▶ [WHAT THE EXERCISE ASKS]: Rewrite every line of the rows below as a JSON list of strings, with one string per line and blank lines left out.

▶ [ROWS]:
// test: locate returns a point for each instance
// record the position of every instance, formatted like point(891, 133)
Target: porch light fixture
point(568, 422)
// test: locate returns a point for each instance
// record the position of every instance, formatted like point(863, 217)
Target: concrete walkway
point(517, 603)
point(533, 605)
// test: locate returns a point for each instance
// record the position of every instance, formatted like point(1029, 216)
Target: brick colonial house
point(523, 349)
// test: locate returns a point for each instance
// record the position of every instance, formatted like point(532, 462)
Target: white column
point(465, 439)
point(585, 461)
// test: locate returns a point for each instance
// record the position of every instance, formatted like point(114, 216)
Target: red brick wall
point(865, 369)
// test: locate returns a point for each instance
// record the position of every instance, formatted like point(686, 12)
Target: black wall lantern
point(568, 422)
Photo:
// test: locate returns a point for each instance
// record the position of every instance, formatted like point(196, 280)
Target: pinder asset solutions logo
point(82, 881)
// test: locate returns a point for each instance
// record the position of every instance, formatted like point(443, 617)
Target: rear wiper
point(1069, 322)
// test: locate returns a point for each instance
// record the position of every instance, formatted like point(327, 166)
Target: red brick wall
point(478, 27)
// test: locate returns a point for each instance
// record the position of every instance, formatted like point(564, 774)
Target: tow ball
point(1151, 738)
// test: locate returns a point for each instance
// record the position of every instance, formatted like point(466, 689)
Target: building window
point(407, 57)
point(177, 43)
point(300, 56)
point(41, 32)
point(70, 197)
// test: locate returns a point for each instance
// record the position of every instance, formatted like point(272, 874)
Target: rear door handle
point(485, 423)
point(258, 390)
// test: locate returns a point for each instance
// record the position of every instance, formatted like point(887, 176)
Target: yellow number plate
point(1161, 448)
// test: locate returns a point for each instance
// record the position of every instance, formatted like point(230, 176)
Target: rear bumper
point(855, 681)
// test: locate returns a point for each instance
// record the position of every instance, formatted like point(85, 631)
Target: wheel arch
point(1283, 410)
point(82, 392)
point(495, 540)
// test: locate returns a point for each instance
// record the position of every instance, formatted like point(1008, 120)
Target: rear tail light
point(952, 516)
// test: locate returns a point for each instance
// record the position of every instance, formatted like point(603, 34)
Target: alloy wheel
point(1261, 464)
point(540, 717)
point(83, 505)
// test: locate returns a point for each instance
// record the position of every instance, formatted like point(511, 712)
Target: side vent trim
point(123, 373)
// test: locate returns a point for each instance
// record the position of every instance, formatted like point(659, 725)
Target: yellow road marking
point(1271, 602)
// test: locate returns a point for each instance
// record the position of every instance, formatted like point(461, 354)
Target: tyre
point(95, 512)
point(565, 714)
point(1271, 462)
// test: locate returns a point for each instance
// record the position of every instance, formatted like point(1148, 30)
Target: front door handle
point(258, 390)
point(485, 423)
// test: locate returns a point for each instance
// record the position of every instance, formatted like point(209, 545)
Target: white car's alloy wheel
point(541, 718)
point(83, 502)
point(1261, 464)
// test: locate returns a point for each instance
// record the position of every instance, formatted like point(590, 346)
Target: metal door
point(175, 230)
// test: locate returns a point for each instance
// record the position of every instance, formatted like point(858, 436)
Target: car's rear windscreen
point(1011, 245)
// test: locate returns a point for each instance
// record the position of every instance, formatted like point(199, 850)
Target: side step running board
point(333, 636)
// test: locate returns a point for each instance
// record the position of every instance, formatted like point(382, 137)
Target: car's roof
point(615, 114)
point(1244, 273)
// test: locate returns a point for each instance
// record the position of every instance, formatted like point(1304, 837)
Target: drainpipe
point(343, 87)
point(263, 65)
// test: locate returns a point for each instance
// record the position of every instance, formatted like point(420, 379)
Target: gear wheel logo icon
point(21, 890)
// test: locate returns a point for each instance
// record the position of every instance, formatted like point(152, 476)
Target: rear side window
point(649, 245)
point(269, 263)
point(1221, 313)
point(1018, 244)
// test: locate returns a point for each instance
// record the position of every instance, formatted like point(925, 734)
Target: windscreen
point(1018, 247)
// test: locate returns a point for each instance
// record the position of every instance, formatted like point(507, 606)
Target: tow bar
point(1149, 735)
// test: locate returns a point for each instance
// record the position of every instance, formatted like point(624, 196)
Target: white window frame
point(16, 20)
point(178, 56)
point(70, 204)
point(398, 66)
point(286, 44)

▶ [WRITTEN RESPONSE]:
[
  "// test: locate returns a point for each instance",
  "// record the position of every instance, formatted like point(891, 133)",
  "Target: porch light fixture",
  "point(568, 422)",
  "// test: locate returns a point for each instance",
  "// record the position of every instance, formatted like point(863, 217)",
  "Target: concrete walkway",
  "point(517, 603)",
  "point(533, 605)",
  "// test: locate returns a point for each instance",
  "// record the position of every instance, formatted like point(1029, 216)",
  "Target: brick colonial house",
  "point(523, 349)",
  "// test: locate returns a point for each instance",
  "// record the position of every instance, formatted like point(532, 462)",
  "Target: white column",
  "point(465, 439)",
  "point(585, 461)",
  "// test: locate returns a point for each instance",
  "// record the position of every instance, formatted like point(114, 216)",
  "Target: red brick wall",
  "point(865, 369)",
  "// test: locate returns a point for each instance",
  "// record the position of every instance, formatted like point(686, 12)",
  "Target: black wall lantern",
  "point(568, 422)",
  "Photo:",
  "// test: locate returns a point for each instance",
  "// record the position of every instance, formatted like point(196, 280)",
  "Target: pinder asset solutions logo",
  "point(82, 881)",
  "// test: locate returns a point for each instance",
  "// record the position of every instance, formatted like point(443, 617)",
  "Target: rear wiper",
  "point(1069, 322)",
  "// test: locate returns a point for each instance",
  "// record the position of every instance, formatted like point(327, 166)",
  "Target: red brick wall",
  "point(478, 27)",
  "// test: locate returns a point for each instance",
  "// record the position of every instance, formatted like point(564, 774)",
  "Target: tow ball",
  "point(1151, 738)",
  "// test: locate returns a point for each instance",
  "// record the position of every instance, formatted like point(466, 689)",
  "Target: building window",
  "point(407, 57)",
  "point(177, 43)",
  "point(300, 56)",
  "point(41, 32)",
  "point(70, 197)",
  "// test: locate returns a point for each instance",
  "// record the position of every instance, formatted like point(272, 874)",
  "Target: rear door handle",
  "point(485, 423)",
  "point(258, 390)",
  "// test: locate returns a point for each instance",
  "// record the position of every instance, formatted like point(887, 176)",
  "Target: yellow number plate",
  "point(1161, 448)",
  "// test: locate returns a point for each instance",
  "// record the position of every instance, formatted like point(230, 176)",
  "Target: rear bumper",
  "point(855, 681)",
  "// test: locate returns a point for each instance",
  "// record the position of every instance, formatted like point(85, 631)",
  "Target: wheel arch",
  "point(1283, 410)",
  "point(82, 392)",
  "point(495, 540)",
  "// test: locate returns a point for each instance",
  "// record the position of every instance, formatted like point(1008, 120)",
  "Target: rear tail light",
  "point(952, 516)",
  "// test: locate returns a point for each instance",
  "// record the position of every instance, formatted like point(603, 34)",
  "Target: alloy wheel",
  "point(1261, 464)",
  "point(540, 717)",
  "point(83, 505)",
  "// test: locate returns a point for each instance",
  "// record the position of every instance, formatted like point(511, 712)",
  "Target: side vent trim",
  "point(123, 373)",
  "// test: locate returns a point for each instance",
  "// record the position of every instance, formatted like point(659, 725)",
  "Target: yellow road marking",
  "point(1271, 602)",
  "// test: locate returns a point for each instance",
  "// record the position of every instance, formatted like point(461, 354)",
  "Target: tyre",
  "point(95, 512)",
  "point(565, 714)",
  "point(1271, 462)",
  "// test: locate returns a point for each instance",
  "// record the position of every instance, formatted like point(1148, 30)",
  "Target: front door handle",
  "point(258, 390)",
  "point(485, 423)",
  "// test: locate returns a point for each instance",
  "// record the position of every instance, formatted like point(209, 545)",
  "Target: white car's alloy wheel",
  "point(541, 718)",
  "point(83, 502)",
  "point(1261, 464)",
  "// test: locate returns a point for each instance",
  "// record the position of every instance, formatted like point(590, 346)",
  "Target: metal door",
  "point(175, 230)",
  "// test: locate returns a point for each instance",
  "// record the position of every instance, formatted like point(858, 436)",
  "Target: car's rear windscreen",
  "point(1011, 245)",
  "// test: locate returns a point for each instance",
  "// record the position of every instance, formatted like point(199, 850)",
  "Target: side step running board",
  "point(333, 636)",
  "// test: locate returns a point for each instance",
  "// record the position of every instance, formatted like point(382, 137)",
  "Target: car's roof",
  "point(615, 114)",
  "point(1244, 273)",
  "// test: locate returns a point for each instance",
  "// record the position of every instance, formatted like point(1304, 837)",
  "Target: drainpipe",
  "point(343, 87)",
  "point(263, 65)",
  "// test: locate returns a point for each instance",
  "// record the position of every instance, formatted like point(420, 379)",
  "Target: gear wheel logo icon",
  "point(21, 890)",
  "// test: locate returns a point for each instance",
  "// record the position of every instance, formatted like point(152, 476)",
  "Target: rear side window",
  "point(649, 245)",
  "point(269, 263)",
  "point(1221, 313)",
  "point(1018, 244)",
  "// test: locate returns a point for each instance",
  "// record the position of every instance, formatted like point(925, 734)",
  "Target: windscreen",
  "point(1018, 247)",
  "// test: locate returns a point for each instance",
  "// record the position of every instance, formatted like point(507, 606)",
  "Target: tow bar",
  "point(1149, 735)",
  "// test: locate returns a point for each instance",
  "// record the position of every instance, formatted like point(624, 196)",
  "Target: white window frame",
  "point(16, 20)",
  "point(178, 56)",
  "point(70, 204)",
  "point(398, 66)",
  "point(286, 44)"
]